Data records section start

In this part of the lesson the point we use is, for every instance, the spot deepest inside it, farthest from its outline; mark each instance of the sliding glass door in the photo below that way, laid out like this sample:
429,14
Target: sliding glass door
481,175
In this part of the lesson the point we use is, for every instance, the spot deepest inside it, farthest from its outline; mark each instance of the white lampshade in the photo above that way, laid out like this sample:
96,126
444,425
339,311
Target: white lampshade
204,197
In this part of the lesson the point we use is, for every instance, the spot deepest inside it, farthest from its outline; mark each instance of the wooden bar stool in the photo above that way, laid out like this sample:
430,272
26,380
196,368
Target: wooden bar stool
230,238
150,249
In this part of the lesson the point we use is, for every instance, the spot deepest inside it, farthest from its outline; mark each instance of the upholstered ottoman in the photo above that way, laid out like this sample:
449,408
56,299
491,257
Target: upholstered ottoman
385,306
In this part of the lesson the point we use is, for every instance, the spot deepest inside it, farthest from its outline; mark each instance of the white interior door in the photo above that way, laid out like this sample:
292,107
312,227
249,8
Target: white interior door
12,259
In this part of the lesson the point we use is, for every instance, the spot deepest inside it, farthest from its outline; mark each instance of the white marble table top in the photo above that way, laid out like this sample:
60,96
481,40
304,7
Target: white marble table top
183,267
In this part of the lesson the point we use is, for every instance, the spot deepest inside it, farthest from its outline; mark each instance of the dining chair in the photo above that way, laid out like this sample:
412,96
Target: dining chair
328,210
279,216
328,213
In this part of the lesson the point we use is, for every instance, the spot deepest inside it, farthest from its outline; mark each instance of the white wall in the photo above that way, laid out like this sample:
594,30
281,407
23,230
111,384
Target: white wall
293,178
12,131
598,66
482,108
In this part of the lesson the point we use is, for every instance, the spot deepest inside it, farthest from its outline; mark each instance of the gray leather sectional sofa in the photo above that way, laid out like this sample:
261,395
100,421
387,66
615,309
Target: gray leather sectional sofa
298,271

Data records section end
Data records section start

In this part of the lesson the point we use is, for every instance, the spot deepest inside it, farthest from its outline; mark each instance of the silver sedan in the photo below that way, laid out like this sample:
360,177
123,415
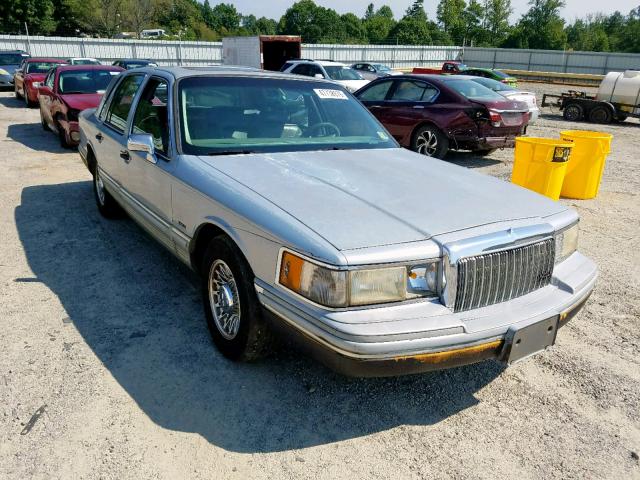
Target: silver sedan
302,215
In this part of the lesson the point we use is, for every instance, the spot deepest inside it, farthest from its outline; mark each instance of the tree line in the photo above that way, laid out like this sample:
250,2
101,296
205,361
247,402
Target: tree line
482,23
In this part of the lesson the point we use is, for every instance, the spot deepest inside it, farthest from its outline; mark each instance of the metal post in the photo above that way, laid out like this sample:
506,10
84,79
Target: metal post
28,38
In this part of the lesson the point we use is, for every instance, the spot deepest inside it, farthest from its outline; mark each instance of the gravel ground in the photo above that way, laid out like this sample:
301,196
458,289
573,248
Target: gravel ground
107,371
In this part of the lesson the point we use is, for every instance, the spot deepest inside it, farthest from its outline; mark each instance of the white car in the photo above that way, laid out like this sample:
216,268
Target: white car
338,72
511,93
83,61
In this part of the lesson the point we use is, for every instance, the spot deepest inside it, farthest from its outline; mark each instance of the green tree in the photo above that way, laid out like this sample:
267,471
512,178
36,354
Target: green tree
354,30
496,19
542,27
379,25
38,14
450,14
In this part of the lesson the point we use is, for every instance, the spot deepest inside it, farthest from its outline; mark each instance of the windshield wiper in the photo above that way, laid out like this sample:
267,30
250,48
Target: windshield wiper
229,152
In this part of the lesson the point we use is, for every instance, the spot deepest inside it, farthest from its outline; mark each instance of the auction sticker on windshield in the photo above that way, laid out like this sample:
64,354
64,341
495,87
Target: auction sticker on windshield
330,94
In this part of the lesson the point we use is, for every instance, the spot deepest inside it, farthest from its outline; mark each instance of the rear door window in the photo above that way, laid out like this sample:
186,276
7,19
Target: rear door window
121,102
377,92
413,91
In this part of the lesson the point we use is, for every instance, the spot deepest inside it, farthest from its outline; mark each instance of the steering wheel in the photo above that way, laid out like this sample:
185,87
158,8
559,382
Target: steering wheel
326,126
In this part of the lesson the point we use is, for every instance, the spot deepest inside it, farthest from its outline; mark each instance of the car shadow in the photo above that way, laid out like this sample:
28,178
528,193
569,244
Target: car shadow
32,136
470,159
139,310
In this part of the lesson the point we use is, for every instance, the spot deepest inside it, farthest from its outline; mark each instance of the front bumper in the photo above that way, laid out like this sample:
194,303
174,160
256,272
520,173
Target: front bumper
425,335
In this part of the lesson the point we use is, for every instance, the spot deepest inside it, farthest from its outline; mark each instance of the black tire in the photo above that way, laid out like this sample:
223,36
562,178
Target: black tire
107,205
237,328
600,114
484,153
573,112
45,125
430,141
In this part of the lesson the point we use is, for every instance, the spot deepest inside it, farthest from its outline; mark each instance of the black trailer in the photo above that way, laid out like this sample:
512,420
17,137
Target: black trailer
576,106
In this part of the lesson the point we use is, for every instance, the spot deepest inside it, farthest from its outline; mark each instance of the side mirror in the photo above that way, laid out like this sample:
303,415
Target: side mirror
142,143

Data records section end

> What to do
Copy every line in the records above that contains the word "below".

> Your solution
In this part of the lesson the point we use is, for every instance, the spot deepest inside it, farthest from its outline; mark each instance of the sliding glass door in the photo below that way, laid out like this sample:
In this part of the lesson the point we use is, for every instance, the spot deepest inside it, farthest from its outline; mark each instance of the silver sedan in the photo below that way, laid out like this sample:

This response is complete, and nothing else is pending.